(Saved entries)
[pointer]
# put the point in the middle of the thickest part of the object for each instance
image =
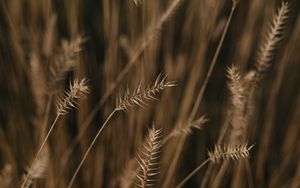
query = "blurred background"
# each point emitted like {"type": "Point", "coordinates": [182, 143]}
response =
{"type": "Point", "coordinates": [117, 45]}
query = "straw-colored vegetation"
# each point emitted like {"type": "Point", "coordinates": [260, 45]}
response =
{"type": "Point", "coordinates": [149, 93]}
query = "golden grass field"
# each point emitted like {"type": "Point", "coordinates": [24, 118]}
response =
{"type": "Point", "coordinates": [149, 93]}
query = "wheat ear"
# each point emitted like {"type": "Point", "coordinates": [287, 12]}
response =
{"type": "Point", "coordinates": [77, 90]}
{"type": "Point", "coordinates": [272, 38]}
{"type": "Point", "coordinates": [137, 98]}
{"type": "Point", "coordinates": [219, 153]}
{"type": "Point", "coordinates": [148, 159]}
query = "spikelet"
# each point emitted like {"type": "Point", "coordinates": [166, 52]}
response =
{"type": "Point", "coordinates": [237, 89]}
{"type": "Point", "coordinates": [229, 152]}
{"type": "Point", "coordinates": [272, 38]}
{"type": "Point", "coordinates": [37, 169]}
{"type": "Point", "coordinates": [64, 61]}
{"type": "Point", "coordinates": [137, 2]}
{"type": "Point", "coordinates": [148, 159]}
{"type": "Point", "coordinates": [77, 90]}
{"type": "Point", "coordinates": [140, 95]}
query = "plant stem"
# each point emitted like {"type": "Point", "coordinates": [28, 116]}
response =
{"type": "Point", "coordinates": [90, 147]}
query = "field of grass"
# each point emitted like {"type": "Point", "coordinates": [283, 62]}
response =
{"type": "Point", "coordinates": [149, 93]}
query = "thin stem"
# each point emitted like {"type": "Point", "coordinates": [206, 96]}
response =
{"type": "Point", "coordinates": [90, 147]}
{"type": "Point", "coordinates": [192, 173]}
{"type": "Point", "coordinates": [202, 89]}
{"type": "Point", "coordinates": [211, 67]}
{"type": "Point", "coordinates": [47, 136]}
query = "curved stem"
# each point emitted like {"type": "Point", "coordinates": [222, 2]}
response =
{"type": "Point", "coordinates": [192, 174]}
{"type": "Point", "coordinates": [41, 148]}
{"type": "Point", "coordinates": [90, 147]}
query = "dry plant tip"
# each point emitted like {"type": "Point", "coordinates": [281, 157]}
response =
{"type": "Point", "coordinates": [77, 90]}
{"type": "Point", "coordinates": [140, 95]}
{"type": "Point", "coordinates": [229, 152]}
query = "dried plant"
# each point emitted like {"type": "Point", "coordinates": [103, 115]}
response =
{"type": "Point", "coordinates": [140, 95]}
{"type": "Point", "coordinates": [37, 169]}
{"type": "Point", "coordinates": [229, 152]}
{"type": "Point", "coordinates": [68, 101]}
{"type": "Point", "coordinates": [137, 2]}
{"type": "Point", "coordinates": [186, 129]}
{"type": "Point", "coordinates": [64, 60]}
{"type": "Point", "coordinates": [136, 99]}
{"type": "Point", "coordinates": [6, 176]}
{"type": "Point", "coordinates": [220, 153]}
{"type": "Point", "coordinates": [239, 101]}
{"type": "Point", "coordinates": [272, 38]}
{"type": "Point", "coordinates": [77, 90]}
{"type": "Point", "coordinates": [148, 159]}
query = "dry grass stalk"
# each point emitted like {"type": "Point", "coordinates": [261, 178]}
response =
{"type": "Point", "coordinates": [37, 169]}
{"type": "Point", "coordinates": [38, 83]}
{"type": "Point", "coordinates": [77, 90]}
{"type": "Point", "coordinates": [239, 100]}
{"type": "Point", "coordinates": [186, 129]}
{"type": "Point", "coordinates": [140, 95]}
{"type": "Point", "coordinates": [129, 173]}
{"type": "Point", "coordinates": [272, 38]}
{"type": "Point", "coordinates": [220, 153]}
{"type": "Point", "coordinates": [229, 152]}
{"type": "Point", "coordinates": [68, 101]}
{"type": "Point", "coordinates": [138, 98]}
{"type": "Point", "coordinates": [148, 159]}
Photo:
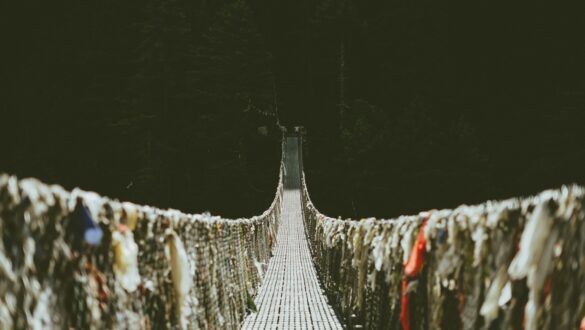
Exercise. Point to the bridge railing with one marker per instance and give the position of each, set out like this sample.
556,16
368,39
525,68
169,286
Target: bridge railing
78,260
518,263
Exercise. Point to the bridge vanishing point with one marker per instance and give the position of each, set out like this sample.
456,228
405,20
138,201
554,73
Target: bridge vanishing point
78,260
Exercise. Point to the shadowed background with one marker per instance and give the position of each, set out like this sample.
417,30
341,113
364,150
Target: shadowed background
407,105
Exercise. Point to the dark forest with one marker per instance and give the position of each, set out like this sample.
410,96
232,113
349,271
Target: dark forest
407,105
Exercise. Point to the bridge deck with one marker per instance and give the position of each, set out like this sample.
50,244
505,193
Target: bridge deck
290,296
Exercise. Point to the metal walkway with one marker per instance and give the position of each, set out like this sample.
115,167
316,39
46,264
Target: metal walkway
290,296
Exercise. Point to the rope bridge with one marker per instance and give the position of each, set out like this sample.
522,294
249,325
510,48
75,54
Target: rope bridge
81,261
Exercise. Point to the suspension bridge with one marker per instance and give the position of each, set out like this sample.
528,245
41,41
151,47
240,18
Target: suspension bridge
77,260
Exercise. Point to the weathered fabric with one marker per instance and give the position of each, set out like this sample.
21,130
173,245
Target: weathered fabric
513,264
76,260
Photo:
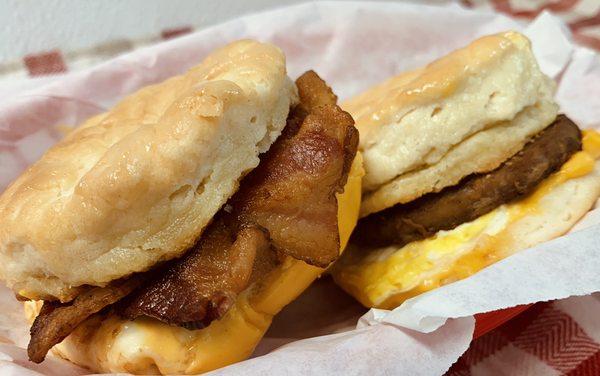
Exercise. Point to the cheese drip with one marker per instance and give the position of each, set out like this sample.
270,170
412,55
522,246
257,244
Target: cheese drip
388,276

Directions:
Reproduce each entry precisely. Leave the pictures out.

Output of the task:
[pointer]
# put the point in the middle of the thickest part of the object for each instance
image =
query = "blurred background"
# each point emitted like {"type": "Point", "coordinates": [182, 143]}
response =
{"type": "Point", "coordinates": [117, 45]}
query = "straw-colored vegetation"
# each point emitted like {"type": "Point", "coordinates": [260, 45]}
response =
{"type": "Point", "coordinates": [149, 93]}
query = "golden grass field"
# each point emitted like {"type": "Point", "coordinates": [24, 118]}
response =
{"type": "Point", "coordinates": [149, 93]}
query = "wheat ear"
# each point emitted like {"type": "Point", "coordinates": [287, 12]}
response =
{"type": "Point", "coordinates": [77, 90]}
{"type": "Point", "coordinates": [272, 38]}
{"type": "Point", "coordinates": [137, 98]}
{"type": "Point", "coordinates": [219, 153]}
{"type": "Point", "coordinates": [148, 159]}
query = "spikelet"
# each point emitted like {"type": "Point", "coordinates": [166, 52]}
response =
{"type": "Point", "coordinates": [237, 89]}
{"type": "Point", "coordinates": [229, 152]}
{"type": "Point", "coordinates": [272, 38]}
{"type": "Point", "coordinates": [37, 169]}
{"type": "Point", "coordinates": [64, 61]}
{"type": "Point", "coordinates": [137, 2]}
{"type": "Point", "coordinates": [148, 159]}
{"type": "Point", "coordinates": [77, 90]}
{"type": "Point", "coordinates": [140, 95]}
query = "plant stem"
# each point emitted like {"type": "Point", "coordinates": [28, 116]}
response =
{"type": "Point", "coordinates": [90, 147]}
query = "field of grass"
# each point emitted like {"type": "Point", "coordinates": [283, 62]}
response =
{"type": "Point", "coordinates": [149, 93]}
query = "thin stem"
# each point emitted like {"type": "Point", "coordinates": [206, 96]}
response =
{"type": "Point", "coordinates": [90, 147]}
{"type": "Point", "coordinates": [192, 173]}
{"type": "Point", "coordinates": [202, 89]}
{"type": "Point", "coordinates": [211, 67]}
{"type": "Point", "coordinates": [47, 136]}
query = "curved stem"
# each point emitted like {"type": "Point", "coordinates": [222, 2]}
response =
{"type": "Point", "coordinates": [192, 174]}
{"type": "Point", "coordinates": [41, 148]}
{"type": "Point", "coordinates": [90, 147]}
query = "dry plant tip"
# each point emitted like {"type": "Point", "coordinates": [281, 157]}
response =
{"type": "Point", "coordinates": [77, 90]}
{"type": "Point", "coordinates": [140, 95]}
{"type": "Point", "coordinates": [229, 152]}
query = "dried plant"
# each point emitted like {"type": "Point", "coordinates": [103, 115]}
response =
{"type": "Point", "coordinates": [140, 95]}
{"type": "Point", "coordinates": [37, 169]}
{"type": "Point", "coordinates": [229, 152]}
{"type": "Point", "coordinates": [68, 101]}
{"type": "Point", "coordinates": [137, 2]}
{"type": "Point", "coordinates": [186, 129]}
{"type": "Point", "coordinates": [64, 60]}
{"type": "Point", "coordinates": [136, 99]}
{"type": "Point", "coordinates": [6, 176]}
{"type": "Point", "coordinates": [220, 153]}
{"type": "Point", "coordinates": [239, 101]}
{"type": "Point", "coordinates": [272, 38]}
{"type": "Point", "coordinates": [77, 90]}
{"type": "Point", "coordinates": [148, 159]}
query = "dry grass stalk"
# each point emitted like {"type": "Point", "coordinates": [261, 178]}
response =
{"type": "Point", "coordinates": [37, 169]}
{"type": "Point", "coordinates": [38, 83]}
{"type": "Point", "coordinates": [77, 90]}
{"type": "Point", "coordinates": [239, 100]}
{"type": "Point", "coordinates": [186, 129]}
{"type": "Point", "coordinates": [140, 95]}
{"type": "Point", "coordinates": [129, 173]}
{"type": "Point", "coordinates": [272, 38]}
{"type": "Point", "coordinates": [220, 153]}
{"type": "Point", "coordinates": [229, 152]}
{"type": "Point", "coordinates": [68, 101]}
{"type": "Point", "coordinates": [138, 98]}
{"type": "Point", "coordinates": [148, 159]}
Photo:
Exercise. Point to the bridge railing with one marker per instance and give the position of each, set out like this sample.
556,16
368,39
525,68
169,286
Target: bridge railing
78,260
518,263
Exercise. Point to the bridge vanishing point with one marker per instance and give the position of each, set out like this sample.
456,228
405,20
138,201
554,73
Target: bridge vanishing point
78,260
Exercise. Point to the shadowed background with one marker per instance and give the position of each, set out like this sample.
417,30
341,113
364,150
Target: shadowed background
407,105
Exercise. Point to the dark forest with one marker per instance and give the position of each, set out like this sample.
410,96
232,113
349,271
Target: dark forest
407,105
Exercise. Point to the bridge deck with one marker per instance and give the position of each, set out like this sample.
50,244
505,193
Target: bridge deck
290,296
Exercise. Point to the metal walkway with one marker per instance and give the position of each, set out like this sample.
115,167
316,39
46,264
Target: metal walkway
290,296
Exercise. Point to the rope bridge with one marker per instance and give the position of each, set out like this sample.
522,294
249,325
510,48
75,54
Target: rope bridge
81,261
Exercise. Point to the suspension bridge with one marker per instance and give the position of each, set out like this sample.
528,245
41,41
151,47
240,18
Target: suspension bridge
77,260
Exercise. Point to the weathered fabric with one marker per instance and give the position of each, set out like this sample.
21,130
173,245
Target: weathered fabric
513,264
76,260
Photo:
Exercise. Point to the cheese drip with one marker per instance and give the position of each, set out like this sample.
270,170
412,55
522,246
257,244
Target: cheese drip
388,276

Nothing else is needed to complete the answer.